Reproduce the entries below with "object" substituted for every occurrence of "target", leaving everything else unchanged.

• [STORED DATA]
--------------------

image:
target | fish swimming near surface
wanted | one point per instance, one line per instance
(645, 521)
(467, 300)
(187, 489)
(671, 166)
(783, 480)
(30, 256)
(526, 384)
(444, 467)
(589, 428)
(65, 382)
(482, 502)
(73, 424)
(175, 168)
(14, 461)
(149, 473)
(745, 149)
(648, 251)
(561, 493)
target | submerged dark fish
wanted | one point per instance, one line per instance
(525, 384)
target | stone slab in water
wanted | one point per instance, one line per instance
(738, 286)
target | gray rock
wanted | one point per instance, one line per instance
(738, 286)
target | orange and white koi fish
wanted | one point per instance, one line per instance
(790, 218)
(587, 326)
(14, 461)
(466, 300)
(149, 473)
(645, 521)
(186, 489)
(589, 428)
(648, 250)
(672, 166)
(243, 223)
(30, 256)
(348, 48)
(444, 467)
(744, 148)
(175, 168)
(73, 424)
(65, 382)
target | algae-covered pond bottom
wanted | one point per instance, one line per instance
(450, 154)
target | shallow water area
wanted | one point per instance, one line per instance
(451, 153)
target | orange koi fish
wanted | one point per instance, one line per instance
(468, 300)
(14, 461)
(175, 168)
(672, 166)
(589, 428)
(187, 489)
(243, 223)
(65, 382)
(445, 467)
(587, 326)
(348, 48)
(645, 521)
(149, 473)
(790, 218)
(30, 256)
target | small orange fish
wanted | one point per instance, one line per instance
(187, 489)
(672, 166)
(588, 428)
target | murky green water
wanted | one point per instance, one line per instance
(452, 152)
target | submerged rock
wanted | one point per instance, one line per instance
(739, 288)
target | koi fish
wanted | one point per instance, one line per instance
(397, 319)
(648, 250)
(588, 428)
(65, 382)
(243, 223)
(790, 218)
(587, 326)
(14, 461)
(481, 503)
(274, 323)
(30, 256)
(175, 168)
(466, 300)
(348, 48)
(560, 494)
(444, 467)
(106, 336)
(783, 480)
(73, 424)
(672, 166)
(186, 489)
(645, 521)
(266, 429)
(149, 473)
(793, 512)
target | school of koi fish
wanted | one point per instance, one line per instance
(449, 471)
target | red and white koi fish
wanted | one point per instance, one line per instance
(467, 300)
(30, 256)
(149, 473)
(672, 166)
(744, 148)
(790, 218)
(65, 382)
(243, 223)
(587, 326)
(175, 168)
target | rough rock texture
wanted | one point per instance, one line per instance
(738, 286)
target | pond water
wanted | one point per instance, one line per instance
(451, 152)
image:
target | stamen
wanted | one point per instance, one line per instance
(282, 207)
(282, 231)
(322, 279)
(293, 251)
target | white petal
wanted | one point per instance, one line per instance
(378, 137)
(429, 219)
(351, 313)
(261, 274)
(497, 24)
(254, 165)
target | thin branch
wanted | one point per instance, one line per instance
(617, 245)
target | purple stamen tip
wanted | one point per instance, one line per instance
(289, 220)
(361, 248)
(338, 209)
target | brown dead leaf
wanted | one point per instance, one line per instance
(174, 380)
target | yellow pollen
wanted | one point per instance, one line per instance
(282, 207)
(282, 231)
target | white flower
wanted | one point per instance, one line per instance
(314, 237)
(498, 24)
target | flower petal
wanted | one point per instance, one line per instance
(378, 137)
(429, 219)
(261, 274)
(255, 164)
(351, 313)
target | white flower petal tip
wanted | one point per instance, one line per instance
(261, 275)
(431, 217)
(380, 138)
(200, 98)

--------------------

• [EXPECTED ANSWER]
image:
object | fish swimming near surface
wanted | one point per instance, one line per instance
(645, 521)
(467, 300)
(187, 489)
(671, 166)
(783, 480)
(30, 256)
(526, 384)
(444, 467)
(589, 428)
(65, 382)
(482, 502)
(73, 424)
(175, 168)
(14, 461)
(149, 473)
(745, 149)
(648, 251)
(561, 493)
object | submerged dark fish
wanted | one point per instance, one line per instance
(525, 384)
object | stone slab in water
wanted | one point per instance, one line per instance
(738, 286)
object | gray rock
wanted | one point per instance, one line per instance
(738, 286)
object | orange and white koi fish
wanted | one point per instance, one line per instance
(790, 218)
(587, 326)
(14, 461)
(466, 300)
(149, 473)
(645, 521)
(186, 489)
(589, 428)
(648, 250)
(672, 166)
(243, 223)
(30, 256)
(348, 48)
(444, 467)
(744, 148)
(175, 168)
(73, 424)
(65, 382)
object | algae-covered pond bottom
wanted | one point per instance, one line per instance
(450, 154)
object | shallow water area
wanted | one point per instance, one line per instance
(451, 153)
object | orange koi fish
wanted | one point per instance, one line per instance
(468, 300)
(14, 461)
(175, 168)
(672, 166)
(589, 428)
(187, 489)
(243, 223)
(65, 382)
(445, 467)
(587, 326)
(348, 48)
(645, 521)
(149, 473)
(790, 218)
(30, 256)
object | small orange fish
wanted | one point per instance, one line per instance
(187, 489)
(672, 166)
(588, 428)
object | murky green water
wanted | one point per instance, one line per instance
(452, 152)
object | submerged rock
wanted | one point per instance, one line per instance
(739, 288)
object | koi fish
wanted | one point per instance, one line per instance
(397, 319)
(648, 250)
(588, 428)
(65, 382)
(243, 223)
(790, 218)
(587, 326)
(14, 461)
(481, 503)
(274, 323)
(30, 256)
(175, 168)
(466, 300)
(348, 48)
(560, 494)
(444, 467)
(106, 336)
(783, 480)
(73, 424)
(672, 166)
(186, 489)
(645, 521)
(266, 429)
(149, 473)
(793, 512)
object | school of koi fish
wanted | one point per instance, one line per instance
(449, 471)
object | red and white koi fish
wanted | one point per instance, one line per instance
(467, 300)
(30, 256)
(149, 473)
(672, 166)
(744, 148)
(790, 218)
(65, 382)
(243, 223)
(587, 326)
(175, 168)
object | rough rock texture
wanted | one point per instance, one line per instance
(738, 286)
object | pond water
wanted | one point per instance, one line per instance
(451, 152)
image:
object | stamen
wanted | one point per instance, one line per instance
(282, 207)
(282, 231)
(322, 279)
(293, 251)
object | white petal
wanted | one point per instance, one line per instance
(378, 137)
(429, 219)
(351, 313)
(261, 274)
(497, 24)
(254, 165)
object | thin branch
wanted | one point per instance, one line per instance
(617, 245)
object | purple stamen tip
wanted | one point per instance, one line per instance
(289, 220)
(361, 248)
(338, 209)
object | brown dead leaf
wanted | one point per instance, one line per instance
(174, 380)
object | yellow pollen
wanted | one point per instance, one line per instance
(282, 207)
(282, 231)
object | white flower
wanted | one point per instance, one line per instance
(314, 237)
(498, 24)
object | flower petal
wanted | one point per instance, one line per instance
(378, 137)
(429, 219)
(261, 274)
(255, 164)
(351, 313)
object | white flower petal tip
wanted | one point per instance, one line per instance
(261, 275)
(431, 217)
(380, 138)
(200, 98)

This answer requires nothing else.